(Excerpts of bounding box data)
--- Begin ---

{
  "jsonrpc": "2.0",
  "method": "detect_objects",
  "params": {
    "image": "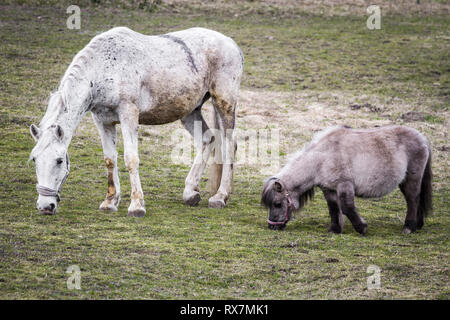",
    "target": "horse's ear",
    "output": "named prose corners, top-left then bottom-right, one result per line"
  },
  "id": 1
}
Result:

--- End ---

### What is being asked
Find every line in the material above that contains the string "output", and copy each one. Matching is case-sensitive.

### Exercise result
    "output": "named prose corners, top-left then bottom-right, one result per line"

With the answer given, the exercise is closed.